Your task →
Everything in the data should be repeated exactly, save for the images.

— BEGIN —

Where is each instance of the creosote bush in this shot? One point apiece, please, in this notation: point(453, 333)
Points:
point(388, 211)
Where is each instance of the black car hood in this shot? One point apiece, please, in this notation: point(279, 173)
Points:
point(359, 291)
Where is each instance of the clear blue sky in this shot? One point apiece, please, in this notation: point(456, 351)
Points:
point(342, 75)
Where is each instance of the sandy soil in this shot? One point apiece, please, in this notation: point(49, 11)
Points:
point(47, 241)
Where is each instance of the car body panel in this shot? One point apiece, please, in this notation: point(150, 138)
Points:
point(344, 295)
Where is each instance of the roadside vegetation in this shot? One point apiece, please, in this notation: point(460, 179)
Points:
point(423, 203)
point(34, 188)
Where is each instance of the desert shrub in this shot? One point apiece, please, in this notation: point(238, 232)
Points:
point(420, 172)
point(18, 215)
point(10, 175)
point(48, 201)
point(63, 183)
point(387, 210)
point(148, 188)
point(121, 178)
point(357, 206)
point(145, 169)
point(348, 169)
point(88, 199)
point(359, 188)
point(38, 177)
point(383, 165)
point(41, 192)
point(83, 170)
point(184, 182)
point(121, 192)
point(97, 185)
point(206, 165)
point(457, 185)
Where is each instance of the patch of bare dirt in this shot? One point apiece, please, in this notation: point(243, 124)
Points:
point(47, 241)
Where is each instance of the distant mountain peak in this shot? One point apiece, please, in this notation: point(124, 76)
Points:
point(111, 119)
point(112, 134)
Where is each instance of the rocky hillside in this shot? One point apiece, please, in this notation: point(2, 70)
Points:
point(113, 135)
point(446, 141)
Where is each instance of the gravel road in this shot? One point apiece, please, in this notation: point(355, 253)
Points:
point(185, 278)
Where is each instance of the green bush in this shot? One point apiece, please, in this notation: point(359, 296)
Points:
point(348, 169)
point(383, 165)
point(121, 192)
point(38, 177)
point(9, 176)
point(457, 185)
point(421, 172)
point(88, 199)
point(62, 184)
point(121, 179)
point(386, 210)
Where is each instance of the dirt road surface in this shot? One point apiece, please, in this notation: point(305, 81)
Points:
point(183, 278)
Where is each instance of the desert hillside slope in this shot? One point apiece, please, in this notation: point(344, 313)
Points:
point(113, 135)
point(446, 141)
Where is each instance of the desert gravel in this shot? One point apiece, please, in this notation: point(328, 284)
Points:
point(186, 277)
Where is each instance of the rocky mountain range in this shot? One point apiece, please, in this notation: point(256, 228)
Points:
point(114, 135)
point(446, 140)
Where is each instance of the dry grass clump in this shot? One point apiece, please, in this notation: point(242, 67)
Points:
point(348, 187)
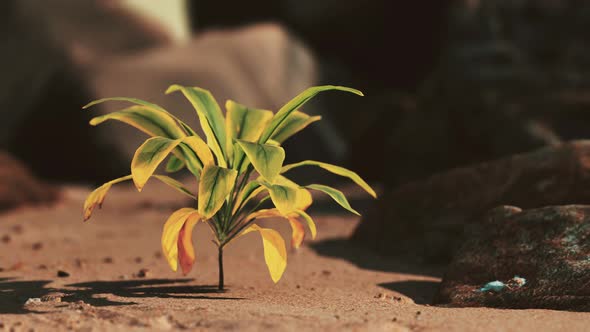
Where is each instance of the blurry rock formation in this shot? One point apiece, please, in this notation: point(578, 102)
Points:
point(18, 187)
point(72, 52)
point(425, 219)
point(548, 247)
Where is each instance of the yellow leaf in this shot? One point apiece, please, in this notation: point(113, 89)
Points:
point(171, 240)
point(96, 197)
point(275, 253)
point(293, 124)
point(215, 184)
point(148, 156)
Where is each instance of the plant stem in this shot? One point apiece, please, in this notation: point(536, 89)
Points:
point(220, 262)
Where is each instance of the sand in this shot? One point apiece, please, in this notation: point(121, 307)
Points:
point(328, 285)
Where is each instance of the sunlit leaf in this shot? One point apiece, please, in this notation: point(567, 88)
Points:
point(336, 170)
point(275, 252)
point(293, 124)
point(336, 194)
point(149, 156)
point(174, 164)
point(266, 159)
point(216, 183)
point(210, 117)
point(176, 245)
point(296, 103)
point(96, 197)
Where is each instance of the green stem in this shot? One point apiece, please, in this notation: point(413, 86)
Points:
point(220, 263)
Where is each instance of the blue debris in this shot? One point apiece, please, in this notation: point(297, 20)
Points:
point(493, 286)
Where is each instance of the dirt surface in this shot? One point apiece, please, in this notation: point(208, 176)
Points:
point(328, 285)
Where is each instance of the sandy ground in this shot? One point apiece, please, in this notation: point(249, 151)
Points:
point(328, 284)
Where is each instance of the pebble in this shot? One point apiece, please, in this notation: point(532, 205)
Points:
point(33, 301)
point(62, 274)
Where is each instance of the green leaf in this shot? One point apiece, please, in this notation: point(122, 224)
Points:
point(174, 164)
point(96, 197)
point(275, 251)
point(149, 156)
point(210, 117)
point(296, 103)
point(336, 170)
point(244, 123)
point(215, 185)
point(266, 159)
point(149, 120)
point(175, 184)
point(197, 154)
point(283, 197)
point(336, 194)
point(293, 124)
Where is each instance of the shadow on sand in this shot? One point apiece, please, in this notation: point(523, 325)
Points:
point(14, 293)
point(420, 291)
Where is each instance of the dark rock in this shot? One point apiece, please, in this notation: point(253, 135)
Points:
point(547, 246)
point(62, 274)
point(425, 219)
point(18, 187)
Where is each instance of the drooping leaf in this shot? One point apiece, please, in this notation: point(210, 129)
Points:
point(333, 169)
point(298, 232)
point(275, 252)
point(296, 103)
point(174, 164)
point(148, 156)
point(336, 194)
point(303, 196)
point(293, 124)
point(210, 117)
point(96, 197)
point(283, 197)
point(266, 159)
point(172, 240)
point(149, 120)
point(215, 184)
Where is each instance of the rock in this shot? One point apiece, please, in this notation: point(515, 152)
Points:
point(33, 301)
point(547, 246)
point(62, 274)
point(19, 187)
point(425, 219)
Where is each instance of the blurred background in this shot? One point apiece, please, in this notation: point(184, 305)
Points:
point(447, 83)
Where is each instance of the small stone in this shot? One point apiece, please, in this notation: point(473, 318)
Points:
point(53, 297)
point(17, 229)
point(143, 273)
point(33, 301)
point(62, 274)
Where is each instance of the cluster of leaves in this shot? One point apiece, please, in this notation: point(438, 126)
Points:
point(239, 167)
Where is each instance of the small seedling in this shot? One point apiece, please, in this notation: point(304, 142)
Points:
point(239, 168)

— END —

Complete output →
Where is each instance of the creosote bush in this shot? One point apiece, please, in this notation: point(453, 333)
Points:
point(388, 211)
Where is each instance of the black car hood in this shot? One point apiece, please, in this notation: point(279, 173)
Points:
point(359, 291)
Where is each instance of the clear blue sky in this shot? One point apiece, please, in this notation: point(456, 351)
Points:
point(342, 75)
Where is each instance of the sandy soil in this shot? One point apiece, please, in this notation: point(49, 11)
Points:
point(47, 241)
Where is each instance of the car body panel in this shot? One point apiece, please, in this notation: point(150, 138)
Points:
point(344, 295)
Where is each instance of the roadside vegetation in this shot? One point apiece, please, in this notation: point(460, 179)
Points:
point(423, 203)
point(34, 188)
Where is each instance of the desert shrub in this shot? One point apiece, please, in this notation: point(238, 232)
Points:
point(420, 172)
point(18, 215)
point(10, 175)
point(48, 201)
point(63, 183)
point(387, 210)
point(148, 188)
point(121, 178)
point(357, 206)
point(145, 169)
point(348, 169)
point(88, 199)
point(359, 188)
point(38, 177)
point(383, 165)
point(41, 192)
point(83, 170)
point(184, 182)
point(121, 192)
point(97, 185)
point(206, 165)
point(457, 185)
Where is each instance of the patch of bare dirt in this shot? One point apiece, please, in this notation: point(243, 124)
Points:
point(47, 241)
Where is each instance of the distant mountain peak in this shot? One point apiece, please, in this notation: point(124, 76)
Points:
point(111, 119)
point(112, 134)
Where is each instance of the rocky hillside in this shot? One point apiece, please, in this notation: point(2, 70)
Points:
point(113, 135)
point(446, 141)
Where is each instance of the gravel road in this shot? One point apiece, please, in this notation: point(355, 253)
Points:
point(185, 278)
Where is each instance of the green bush in this shot? One point apiece, please, in this notation: point(359, 296)
Points:
point(348, 169)
point(383, 165)
point(121, 192)
point(38, 177)
point(9, 176)
point(457, 185)
point(421, 172)
point(88, 199)
point(62, 184)
point(121, 179)
point(386, 210)
Where is each instance of the dirt road surface in this shot? One point apiece, please, in this notation: point(305, 81)
Points:
point(183, 278)
Where is each instance of the desert hillside slope in this shot? One point apiece, please, in this notation: point(344, 313)
Points:
point(113, 135)
point(446, 141)
Where is each instance of the desert gravel in this shot? One point apiece, please, in this notation: point(328, 284)
Points:
point(186, 277)
Where is each instance of the rocky mountain range in this shot? One point apiece, please, in this notation: point(256, 228)
Points:
point(114, 135)
point(446, 140)
Where is each instance of the dry grass clump in this shot? One point apiece, please, in this notation: point(242, 67)
Points:
point(348, 187)
Where is each instance of the blurry rock formation in this shot? One point apiece, please, in this notation: point(578, 102)
Points:
point(18, 187)
point(72, 52)
point(425, 219)
point(548, 247)
Where is each instance of the yellow leaf in this shot? One point apiece, please, in this notation: point(113, 89)
Points:
point(171, 240)
point(96, 197)
point(275, 253)
point(293, 124)
point(215, 184)
point(148, 156)
Where is each instance of the plant stem in this shot? One point apiece, please, in this notation: point(536, 89)
Points:
point(220, 262)
Where is each instance of the sand in this shot? One point apiece, please, in this notation: point(121, 307)
Points:
point(328, 285)
Where is each instance of the sunlit leaf in this shot? One point apiece, please, in this notation: point(567, 88)
Points:
point(336, 170)
point(275, 252)
point(293, 124)
point(336, 194)
point(149, 156)
point(174, 164)
point(266, 159)
point(216, 183)
point(210, 117)
point(176, 245)
point(296, 103)
point(96, 197)
Where is each instance of the green stem in this shot? One point apiece, please, in this notation: point(413, 86)
Points:
point(220, 263)
Where is each instance of the blue debris in this shot? One point apiece, please, in this notation: point(297, 20)
Points:
point(493, 286)
Where is each instance of the dirt surface in this shot? One point apiece, please, in this notation: point(208, 176)
Points:
point(328, 285)
Where is each instance of the sandy ground in this shot? One point apiece, please, in this notation: point(249, 151)
Points:
point(328, 284)
Where is each instance of the pebble in this shot? One point apiece, please, in this notation: point(532, 205)
Points:
point(33, 301)
point(62, 274)
Where is each instance of the green leaf in this shot? One point apiece, please, in this notation: point(122, 224)
Points:
point(174, 164)
point(96, 197)
point(275, 251)
point(149, 156)
point(210, 117)
point(296, 103)
point(336, 170)
point(244, 123)
point(215, 185)
point(266, 159)
point(149, 120)
point(175, 184)
point(197, 154)
point(283, 197)
point(336, 194)
point(293, 124)
Where is each instance of the shadow on sand in this shot? One point apiece, please, in this notation: point(523, 325)
Points:
point(14, 293)
point(420, 291)
Where is each instance of the dark rock in this shot? One point apiece, please, in this notation: point(253, 135)
Points:
point(547, 246)
point(62, 274)
point(425, 219)
point(18, 187)
Where is each instance of the drooping leaf in this shot? One point apiece, please, in this notation: point(210, 129)
Points:
point(333, 169)
point(298, 232)
point(275, 252)
point(296, 103)
point(174, 164)
point(148, 156)
point(336, 194)
point(303, 196)
point(293, 124)
point(210, 117)
point(96, 197)
point(283, 197)
point(266, 159)
point(172, 240)
point(149, 120)
point(215, 184)
Where is each instance of the rock in this shot? One point apiece, please, in this notation: point(515, 152)
Points:
point(33, 301)
point(547, 246)
point(62, 274)
point(19, 187)
point(425, 219)
Where is each instance of the blurred background in this shot? One point apiece, please, in this notation: point(184, 305)
Points:
point(447, 83)
Where is each instance of the small stone in this shot? One point apiece, please, in this notation: point(473, 318)
Points:
point(53, 297)
point(17, 229)
point(143, 273)
point(33, 301)
point(62, 274)
Where is each instance of the cluster of leaves in this shot? One point apiece, please, in this notation: point(438, 126)
Points:
point(239, 167)
Where is each instance of the small seedling in this shot? One point apiece, please, in this notation: point(304, 142)
Points:
point(239, 168)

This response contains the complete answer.